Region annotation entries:
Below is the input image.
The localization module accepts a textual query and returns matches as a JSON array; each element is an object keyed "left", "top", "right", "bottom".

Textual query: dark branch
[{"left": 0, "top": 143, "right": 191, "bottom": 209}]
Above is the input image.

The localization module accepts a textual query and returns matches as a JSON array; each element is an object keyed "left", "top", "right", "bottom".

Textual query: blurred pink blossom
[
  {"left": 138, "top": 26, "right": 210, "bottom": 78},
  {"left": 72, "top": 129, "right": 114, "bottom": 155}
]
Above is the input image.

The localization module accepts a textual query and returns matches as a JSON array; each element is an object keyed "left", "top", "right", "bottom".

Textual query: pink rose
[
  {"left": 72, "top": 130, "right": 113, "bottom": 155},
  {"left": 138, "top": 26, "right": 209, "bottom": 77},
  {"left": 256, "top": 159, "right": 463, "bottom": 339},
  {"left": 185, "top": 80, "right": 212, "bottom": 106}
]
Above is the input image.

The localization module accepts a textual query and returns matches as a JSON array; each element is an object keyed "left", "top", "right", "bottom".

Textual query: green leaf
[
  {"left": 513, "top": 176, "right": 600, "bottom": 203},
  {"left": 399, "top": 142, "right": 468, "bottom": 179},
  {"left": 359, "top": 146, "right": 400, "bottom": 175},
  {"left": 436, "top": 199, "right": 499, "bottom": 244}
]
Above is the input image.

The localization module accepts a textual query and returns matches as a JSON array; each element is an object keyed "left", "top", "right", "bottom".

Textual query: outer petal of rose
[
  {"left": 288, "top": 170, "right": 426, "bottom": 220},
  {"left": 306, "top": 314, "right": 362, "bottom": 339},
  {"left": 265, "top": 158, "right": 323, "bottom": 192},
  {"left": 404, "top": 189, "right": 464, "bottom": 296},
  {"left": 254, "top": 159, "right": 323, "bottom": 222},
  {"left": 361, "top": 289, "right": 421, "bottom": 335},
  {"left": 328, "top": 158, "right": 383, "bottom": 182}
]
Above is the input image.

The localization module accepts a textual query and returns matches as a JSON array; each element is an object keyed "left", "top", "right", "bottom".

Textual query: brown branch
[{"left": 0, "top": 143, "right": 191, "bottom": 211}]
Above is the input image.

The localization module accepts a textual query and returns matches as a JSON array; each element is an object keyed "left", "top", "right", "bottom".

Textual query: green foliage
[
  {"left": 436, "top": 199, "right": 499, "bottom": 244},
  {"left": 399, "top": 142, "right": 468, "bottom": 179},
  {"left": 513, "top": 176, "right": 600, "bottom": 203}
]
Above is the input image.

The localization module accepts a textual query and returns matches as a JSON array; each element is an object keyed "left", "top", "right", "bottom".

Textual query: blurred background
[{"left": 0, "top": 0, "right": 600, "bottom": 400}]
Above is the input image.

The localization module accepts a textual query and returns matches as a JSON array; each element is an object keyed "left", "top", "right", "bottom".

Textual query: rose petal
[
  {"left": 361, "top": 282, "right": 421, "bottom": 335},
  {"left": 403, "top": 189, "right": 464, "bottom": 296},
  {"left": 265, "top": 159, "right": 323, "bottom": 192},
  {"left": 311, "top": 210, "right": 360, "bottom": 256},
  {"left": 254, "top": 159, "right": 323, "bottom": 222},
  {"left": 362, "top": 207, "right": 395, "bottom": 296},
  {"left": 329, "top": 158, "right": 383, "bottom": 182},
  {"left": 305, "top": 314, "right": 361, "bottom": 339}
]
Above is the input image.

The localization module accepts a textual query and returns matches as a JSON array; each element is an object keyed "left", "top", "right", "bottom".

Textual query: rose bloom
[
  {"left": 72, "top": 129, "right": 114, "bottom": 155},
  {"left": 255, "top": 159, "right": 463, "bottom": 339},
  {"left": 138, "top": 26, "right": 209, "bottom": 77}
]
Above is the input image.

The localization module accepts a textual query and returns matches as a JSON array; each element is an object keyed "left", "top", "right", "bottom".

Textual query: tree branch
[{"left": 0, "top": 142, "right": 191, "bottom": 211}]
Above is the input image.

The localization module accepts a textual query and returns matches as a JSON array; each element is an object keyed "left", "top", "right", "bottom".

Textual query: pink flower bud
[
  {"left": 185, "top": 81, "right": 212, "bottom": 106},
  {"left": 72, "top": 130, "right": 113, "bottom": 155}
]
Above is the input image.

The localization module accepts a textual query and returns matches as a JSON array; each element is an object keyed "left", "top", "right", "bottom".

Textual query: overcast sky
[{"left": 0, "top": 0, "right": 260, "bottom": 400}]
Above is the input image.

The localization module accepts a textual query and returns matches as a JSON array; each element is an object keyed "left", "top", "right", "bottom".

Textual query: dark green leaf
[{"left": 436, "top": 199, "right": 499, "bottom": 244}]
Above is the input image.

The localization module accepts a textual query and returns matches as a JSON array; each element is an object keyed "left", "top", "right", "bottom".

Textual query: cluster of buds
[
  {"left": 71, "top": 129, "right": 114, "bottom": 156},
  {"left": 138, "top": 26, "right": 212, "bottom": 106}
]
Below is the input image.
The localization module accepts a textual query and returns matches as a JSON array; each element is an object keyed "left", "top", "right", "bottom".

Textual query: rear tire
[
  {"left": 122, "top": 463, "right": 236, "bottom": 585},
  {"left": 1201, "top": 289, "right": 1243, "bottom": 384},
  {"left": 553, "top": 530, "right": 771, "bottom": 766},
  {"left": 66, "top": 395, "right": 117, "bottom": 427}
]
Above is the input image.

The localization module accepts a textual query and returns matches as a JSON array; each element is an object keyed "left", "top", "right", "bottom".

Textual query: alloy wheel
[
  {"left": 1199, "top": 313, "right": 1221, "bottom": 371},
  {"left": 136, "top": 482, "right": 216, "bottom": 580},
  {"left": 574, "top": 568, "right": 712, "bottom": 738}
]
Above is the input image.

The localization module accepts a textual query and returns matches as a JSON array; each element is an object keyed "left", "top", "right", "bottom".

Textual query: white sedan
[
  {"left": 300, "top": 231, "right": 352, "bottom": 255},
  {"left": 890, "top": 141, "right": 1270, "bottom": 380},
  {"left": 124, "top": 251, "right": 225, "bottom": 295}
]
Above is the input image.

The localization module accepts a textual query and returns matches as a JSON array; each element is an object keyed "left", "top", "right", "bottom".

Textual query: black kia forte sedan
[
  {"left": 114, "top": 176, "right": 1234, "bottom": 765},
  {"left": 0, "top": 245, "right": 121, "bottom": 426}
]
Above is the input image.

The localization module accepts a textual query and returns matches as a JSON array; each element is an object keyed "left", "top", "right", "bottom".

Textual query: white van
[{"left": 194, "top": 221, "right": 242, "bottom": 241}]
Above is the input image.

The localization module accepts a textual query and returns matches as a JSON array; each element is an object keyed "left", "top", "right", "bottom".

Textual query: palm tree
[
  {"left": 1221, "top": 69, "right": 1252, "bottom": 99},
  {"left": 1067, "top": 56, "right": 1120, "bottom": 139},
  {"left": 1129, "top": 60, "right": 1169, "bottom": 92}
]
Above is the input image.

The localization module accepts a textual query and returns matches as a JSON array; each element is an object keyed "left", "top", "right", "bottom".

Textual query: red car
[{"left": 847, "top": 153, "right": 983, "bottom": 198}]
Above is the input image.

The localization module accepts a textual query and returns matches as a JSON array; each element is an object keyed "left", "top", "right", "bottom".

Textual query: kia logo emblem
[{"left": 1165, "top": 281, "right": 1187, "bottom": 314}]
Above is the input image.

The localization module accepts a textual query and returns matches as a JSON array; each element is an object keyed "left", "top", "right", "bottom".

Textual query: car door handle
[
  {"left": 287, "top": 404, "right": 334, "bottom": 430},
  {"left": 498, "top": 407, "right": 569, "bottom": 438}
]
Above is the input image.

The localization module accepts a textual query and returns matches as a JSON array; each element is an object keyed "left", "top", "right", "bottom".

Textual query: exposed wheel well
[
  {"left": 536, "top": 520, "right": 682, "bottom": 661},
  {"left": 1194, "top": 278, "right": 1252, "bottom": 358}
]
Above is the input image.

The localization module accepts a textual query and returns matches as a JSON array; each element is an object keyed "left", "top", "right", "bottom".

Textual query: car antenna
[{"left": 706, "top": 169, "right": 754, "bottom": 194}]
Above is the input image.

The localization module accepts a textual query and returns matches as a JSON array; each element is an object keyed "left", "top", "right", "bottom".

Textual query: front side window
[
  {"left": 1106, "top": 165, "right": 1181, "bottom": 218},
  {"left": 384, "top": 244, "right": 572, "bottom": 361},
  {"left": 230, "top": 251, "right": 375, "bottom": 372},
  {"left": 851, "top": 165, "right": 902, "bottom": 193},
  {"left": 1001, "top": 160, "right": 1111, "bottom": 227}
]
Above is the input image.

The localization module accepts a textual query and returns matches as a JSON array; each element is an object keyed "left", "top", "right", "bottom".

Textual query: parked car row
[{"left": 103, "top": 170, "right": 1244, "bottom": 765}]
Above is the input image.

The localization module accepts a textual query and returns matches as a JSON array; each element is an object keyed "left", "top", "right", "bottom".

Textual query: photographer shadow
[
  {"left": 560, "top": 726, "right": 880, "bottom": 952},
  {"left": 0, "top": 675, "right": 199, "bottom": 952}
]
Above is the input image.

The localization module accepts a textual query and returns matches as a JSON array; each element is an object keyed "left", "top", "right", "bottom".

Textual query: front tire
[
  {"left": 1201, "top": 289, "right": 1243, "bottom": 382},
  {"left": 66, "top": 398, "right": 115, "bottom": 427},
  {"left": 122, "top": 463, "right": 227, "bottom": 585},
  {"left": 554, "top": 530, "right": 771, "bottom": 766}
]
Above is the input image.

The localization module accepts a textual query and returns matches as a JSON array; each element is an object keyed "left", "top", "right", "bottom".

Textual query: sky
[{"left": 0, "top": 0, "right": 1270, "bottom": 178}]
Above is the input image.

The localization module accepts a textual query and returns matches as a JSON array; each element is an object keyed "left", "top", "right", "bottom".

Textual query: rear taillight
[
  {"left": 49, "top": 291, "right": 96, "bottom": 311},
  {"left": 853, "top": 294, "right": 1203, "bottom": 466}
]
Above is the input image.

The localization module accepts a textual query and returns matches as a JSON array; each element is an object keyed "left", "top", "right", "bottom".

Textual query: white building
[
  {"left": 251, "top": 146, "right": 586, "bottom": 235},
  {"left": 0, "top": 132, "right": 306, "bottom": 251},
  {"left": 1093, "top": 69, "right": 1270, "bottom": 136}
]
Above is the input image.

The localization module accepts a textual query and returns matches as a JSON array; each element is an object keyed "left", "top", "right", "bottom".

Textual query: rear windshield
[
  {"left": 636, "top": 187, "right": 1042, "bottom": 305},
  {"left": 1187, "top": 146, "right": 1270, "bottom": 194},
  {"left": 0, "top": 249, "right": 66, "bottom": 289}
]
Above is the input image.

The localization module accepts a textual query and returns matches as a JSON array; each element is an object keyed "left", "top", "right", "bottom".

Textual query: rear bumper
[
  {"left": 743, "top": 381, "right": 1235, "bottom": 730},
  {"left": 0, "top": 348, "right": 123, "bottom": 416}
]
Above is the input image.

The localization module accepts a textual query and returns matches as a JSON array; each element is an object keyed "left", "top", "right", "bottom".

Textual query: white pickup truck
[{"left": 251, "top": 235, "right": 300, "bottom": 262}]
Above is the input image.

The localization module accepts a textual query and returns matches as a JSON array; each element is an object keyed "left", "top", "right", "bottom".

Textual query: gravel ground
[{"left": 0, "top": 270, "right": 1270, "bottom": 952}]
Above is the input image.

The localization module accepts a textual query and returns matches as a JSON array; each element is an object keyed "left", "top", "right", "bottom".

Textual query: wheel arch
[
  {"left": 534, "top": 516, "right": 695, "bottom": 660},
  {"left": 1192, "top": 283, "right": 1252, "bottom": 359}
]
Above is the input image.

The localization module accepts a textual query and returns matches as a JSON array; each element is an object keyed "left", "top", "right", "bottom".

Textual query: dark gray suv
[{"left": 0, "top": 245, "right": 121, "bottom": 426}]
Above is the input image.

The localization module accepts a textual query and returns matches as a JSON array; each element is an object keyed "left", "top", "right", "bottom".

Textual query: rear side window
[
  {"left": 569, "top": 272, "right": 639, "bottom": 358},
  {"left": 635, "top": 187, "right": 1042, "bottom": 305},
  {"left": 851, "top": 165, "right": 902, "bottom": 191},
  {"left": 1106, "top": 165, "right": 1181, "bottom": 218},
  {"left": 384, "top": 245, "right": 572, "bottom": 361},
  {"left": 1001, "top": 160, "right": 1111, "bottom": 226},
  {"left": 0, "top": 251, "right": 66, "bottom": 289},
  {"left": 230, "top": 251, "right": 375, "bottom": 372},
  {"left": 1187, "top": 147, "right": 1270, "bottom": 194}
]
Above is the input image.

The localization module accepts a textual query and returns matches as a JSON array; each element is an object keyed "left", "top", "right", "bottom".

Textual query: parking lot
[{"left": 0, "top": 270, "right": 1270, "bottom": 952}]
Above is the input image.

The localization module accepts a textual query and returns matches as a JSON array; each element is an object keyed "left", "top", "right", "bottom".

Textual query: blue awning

#### Your task:
Count the lines in the data above that contain the string "petal", treating case as significant. Give only the number.

#### Reply:
2